Written request
Copy the rows below word for word, keeping every line as it appears.

Extracted data
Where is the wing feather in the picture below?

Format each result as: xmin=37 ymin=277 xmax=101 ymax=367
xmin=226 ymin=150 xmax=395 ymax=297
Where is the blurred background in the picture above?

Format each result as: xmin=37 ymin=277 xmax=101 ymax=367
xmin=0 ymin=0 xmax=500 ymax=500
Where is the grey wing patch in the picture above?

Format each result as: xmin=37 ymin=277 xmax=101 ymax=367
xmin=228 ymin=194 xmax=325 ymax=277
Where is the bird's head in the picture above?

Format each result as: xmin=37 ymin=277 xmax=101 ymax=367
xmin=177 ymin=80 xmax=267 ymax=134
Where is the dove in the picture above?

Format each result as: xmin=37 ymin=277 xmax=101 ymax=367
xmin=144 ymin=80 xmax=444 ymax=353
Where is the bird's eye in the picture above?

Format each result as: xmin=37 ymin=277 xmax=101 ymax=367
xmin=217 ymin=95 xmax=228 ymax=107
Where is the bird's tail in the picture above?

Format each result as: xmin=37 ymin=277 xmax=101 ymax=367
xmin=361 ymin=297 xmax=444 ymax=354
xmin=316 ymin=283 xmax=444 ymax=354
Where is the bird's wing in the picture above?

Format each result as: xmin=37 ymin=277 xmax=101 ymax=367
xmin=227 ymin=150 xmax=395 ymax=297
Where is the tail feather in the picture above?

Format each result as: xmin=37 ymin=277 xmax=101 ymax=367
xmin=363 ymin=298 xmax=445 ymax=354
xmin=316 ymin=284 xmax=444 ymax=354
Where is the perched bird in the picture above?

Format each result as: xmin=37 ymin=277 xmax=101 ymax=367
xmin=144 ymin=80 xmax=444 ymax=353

Response
Where is the wing feather in the picture below?

Format each result as: xmin=37 ymin=277 xmax=101 ymax=367
xmin=226 ymin=150 xmax=395 ymax=297
Where is the blurred background in the picture above?

Format each result as: xmin=37 ymin=277 xmax=101 ymax=367
xmin=0 ymin=0 xmax=500 ymax=500
Where is the grey wing patch in the picture above?

Format each result as: xmin=37 ymin=277 xmax=101 ymax=367
xmin=228 ymin=194 xmax=325 ymax=277
Where is the bird's head in the picture above?

Format each result as: xmin=37 ymin=277 xmax=101 ymax=367
xmin=177 ymin=80 xmax=267 ymax=134
Where is the dove in the picture above?

Format each result as: xmin=37 ymin=277 xmax=101 ymax=367
xmin=144 ymin=80 xmax=444 ymax=353
Where is the bird's eye in the picture above?

Format each result as: xmin=37 ymin=277 xmax=101 ymax=367
xmin=217 ymin=95 xmax=228 ymax=107
Where is the bird's tail in the picture above?

Format each result as: xmin=37 ymin=277 xmax=101 ymax=367
xmin=361 ymin=297 xmax=444 ymax=354
xmin=316 ymin=283 xmax=444 ymax=354
Where is the bird's wing in the picture above?

Format each result as: xmin=37 ymin=277 xmax=101 ymax=367
xmin=227 ymin=150 xmax=395 ymax=297
Where is the tail feather in the picture above?

Format each result as: xmin=37 ymin=277 xmax=101 ymax=367
xmin=363 ymin=298 xmax=445 ymax=354
xmin=316 ymin=284 xmax=444 ymax=354
Where is the perched bird in the picture above?

Format each result as: xmin=37 ymin=277 xmax=101 ymax=367
xmin=144 ymin=80 xmax=444 ymax=353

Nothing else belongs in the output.